--- Begin ---

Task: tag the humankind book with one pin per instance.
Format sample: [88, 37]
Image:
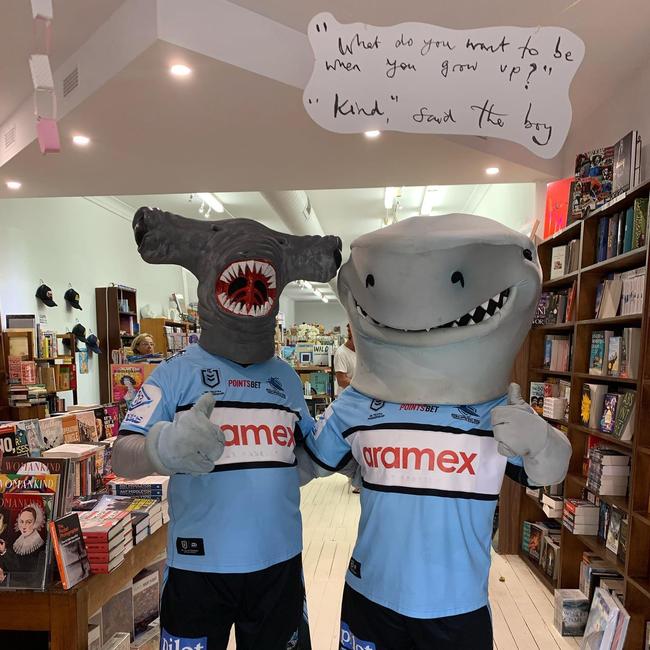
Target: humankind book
[25, 545]
[69, 550]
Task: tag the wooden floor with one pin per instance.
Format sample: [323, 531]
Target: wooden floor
[522, 608]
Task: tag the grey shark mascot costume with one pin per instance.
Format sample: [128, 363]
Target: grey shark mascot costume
[223, 419]
[439, 307]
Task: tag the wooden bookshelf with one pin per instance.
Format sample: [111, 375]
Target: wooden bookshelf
[116, 327]
[636, 569]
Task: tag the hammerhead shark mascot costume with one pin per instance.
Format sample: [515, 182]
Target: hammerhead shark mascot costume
[223, 418]
[439, 307]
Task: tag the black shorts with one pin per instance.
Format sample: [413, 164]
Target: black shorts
[266, 607]
[368, 626]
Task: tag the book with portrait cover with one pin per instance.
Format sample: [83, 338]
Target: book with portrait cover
[25, 544]
[69, 550]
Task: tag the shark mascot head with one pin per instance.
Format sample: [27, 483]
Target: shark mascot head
[242, 267]
[439, 307]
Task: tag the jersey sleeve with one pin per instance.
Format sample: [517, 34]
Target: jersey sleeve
[154, 403]
[326, 444]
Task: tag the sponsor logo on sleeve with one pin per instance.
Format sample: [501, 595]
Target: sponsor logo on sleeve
[351, 642]
[144, 405]
[171, 642]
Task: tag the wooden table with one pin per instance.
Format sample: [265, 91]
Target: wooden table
[65, 613]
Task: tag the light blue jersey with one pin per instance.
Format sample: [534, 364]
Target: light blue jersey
[431, 478]
[244, 516]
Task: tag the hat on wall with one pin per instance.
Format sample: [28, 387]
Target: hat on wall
[73, 298]
[80, 332]
[44, 294]
[92, 343]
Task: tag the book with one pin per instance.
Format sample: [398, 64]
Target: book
[558, 262]
[640, 224]
[24, 536]
[629, 230]
[601, 622]
[625, 416]
[591, 407]
[571, 612]
[614, 356]
[614, 529]
[537, 396]
[146, 597]
[608, 417]
[599, 351]
[69, 550]
[624, 163]
[612, 236]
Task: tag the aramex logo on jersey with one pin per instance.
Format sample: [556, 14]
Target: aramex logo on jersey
[429, 460]
[256, 434]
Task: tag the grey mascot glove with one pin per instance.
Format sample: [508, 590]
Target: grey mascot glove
[190, 445]
[521, 432]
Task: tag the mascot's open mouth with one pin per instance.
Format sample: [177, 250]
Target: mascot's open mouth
[479, 314]
[247, 288]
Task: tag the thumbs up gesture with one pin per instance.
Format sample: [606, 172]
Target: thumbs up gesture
[517, 428]
[190, 445]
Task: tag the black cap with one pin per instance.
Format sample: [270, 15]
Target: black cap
[73, 298]
[44, 294]
[80, 332]
[92, 343]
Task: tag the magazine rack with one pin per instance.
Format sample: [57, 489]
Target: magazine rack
[65, 613]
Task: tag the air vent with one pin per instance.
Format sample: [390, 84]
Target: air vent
[10, 137]
[71, 82]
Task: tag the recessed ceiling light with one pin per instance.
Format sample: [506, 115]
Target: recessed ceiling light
[81, 140]
[180, 70]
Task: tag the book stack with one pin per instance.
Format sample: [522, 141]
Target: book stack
[564, 259]
[607, 622]
[84, 459]
[557, 352]
[106, 534]
[622, 232]
[571, 612]
[609, 471]
[580, 517]
[555, 307]
[593, 569]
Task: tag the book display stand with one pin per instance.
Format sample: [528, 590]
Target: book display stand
[533, 366]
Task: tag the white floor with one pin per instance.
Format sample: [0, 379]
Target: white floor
[522, 607]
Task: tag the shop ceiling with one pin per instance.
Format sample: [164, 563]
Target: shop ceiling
[238, 123]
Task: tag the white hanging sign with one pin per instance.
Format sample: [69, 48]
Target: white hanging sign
[503, 82]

--- End ---

• _STATED GOAL_
Word for word, quote the full listing, omitting every picture.

• _SOLUTION_
Task: tag the humankind book with one pin per instance.
Format sample: [88, 37]
Image:
Target: humankind book
[25, 545]
[69, 550]
Task: tag the wooden floor with one pin per instance.
Format sample: [323, 531]
Target: wooden floor
[522, 608]
Task: tag the grey shark mascot costume with one pin per instance.
Format sample: [128, 363]
Target: grey shark mascot costume
[223, 419]
[439, 307]
Task: tag the wooden bookshelf with one pin per instance.
Format sample: [111, 375]
Target: wooden bookshelf
[116, 327]
[636, 569]
Task: tag the hammerhead shark mascot costume with one pin per instance.
Format sample: [515, 182]
Target: hammerhead shark mascot costume
[223, 418]
[439, 307]
Task: tag the black shorts with one pin per instance.
Format sample: [413, 164]
Target: black shorts
[266, 607]
[368, 626]
Task: tag the book with portrait cover with one pin per instance.
Format sample: [83, 338]
Target: book with portrait cover
[25, 544]
[69, 550]
Task: tag the shark mascot head with one pin per instance.
Format sample: [27, 483]
Target: shark mascot head
[242, 267]
[439, 307]
Task: tag the jersey sleeve with one pin per instance.
Format sample: [517, 34]
Target: jersey sleeve
[154, 403]
[326, 444]
Task: tag the sponsor logo on sleeve with one pin per instance.
Format sample: [501, 595]
Target: sponsor logo on sleeve
[351, 642]
[144, 405]
[171, 642]
Task: tag the wooden table with one pin per instance.
Format sample: [265, 91]
Target: wooden table
[65, 613]
Task: tag the light blue jersey with one pin per instance.
Format sample: [534, 364]
Target: light blue jersey
[431, 478]
[244, 516]
Task: tag the hat on wall with one pin per instance.
Format sample: [28, 387]
Target: hat on wall
[73, 298]
[80, 332]
[44, 294]
[92, 343]
Task: tag the book with one pin per instance.
Format sample: [398, 64]
Target: book
[558, 262]
[640, 224]
[24, 536]
[629, 230]
[601, 622]
[625, 416]
[591, 407]
[571, 612]
[614, 356]
[614, 529]
[537, 396]
[146, 597]
[608, 417]
[599, 351]
[69, 550]
[624, 163]
[612, 236]
Task: tag the aramex logo on jersey with one pin per instance.
Format sample: [556, 14]
Target: aramex logo on jersey
[429, 460]
[256, 434]
Task: tag the grey mascot glove with one pin per instance.
Format sample: [508, 590]
Target: grey mascot glove
[190, 445]
[521, 432]
Task: tag the mascot's open mouth with one pin per instance.
Format sample: [177, 250]
Target: mascot's open mouth
[479, 314]
[247, 288]
Task: tag the thumbs up gesture with one pin per instance.
Format sample: [606, 172]
Target: thumbs up gesture
[517, 428]
[190, 445]
Task: tag the black cap with one pin per instance.
Format sample: [270, 15]
Target: black cap
[73, 298]
[44, 294]
[80, 332]
[92, 343]
Task: tag the magazine rack with one pin per instance.
Format sample: [57, 489]
Target: magazine rack
[65, 613]
Task: tag the air vent with one pin per instance.
Format sample: [390, 84]
Target: air vent
[10, 137]
[71, 82]
Task: tag the recessed ceiling light with one pin per instance.
Format sample: [506, 115]
Target: recessed ceiling light
[81, 140]
[180, 70]
Task: tag the book stack with one pin per instance.
Format sample: [522, 141]
Target: book stack
[564, 259]
[607, 622]
[84, 459]
[557, 352]
[106, 534]
[622, 232]
[571, 612]
[609, 471]
[580, 517]
[555, 307]
[593, 569]
Task: tag the book display stand with one pin per instance.
Format sample: [528, 590]
Target: book display stand
[533, 366]
Task: tag the white floor with one pin per instance.
Format sample: [0, 379]
Target: white floor
[522, 607]
Task: tag the shop ceiling with one pin per instance.
Format sample: [164, 563]
Target: shop ceiling
[238, 123]
Task: tag the white hanging sign with one pin per instance.
Format sample: [69, 48]
Target: white hanging sign
[503, 82]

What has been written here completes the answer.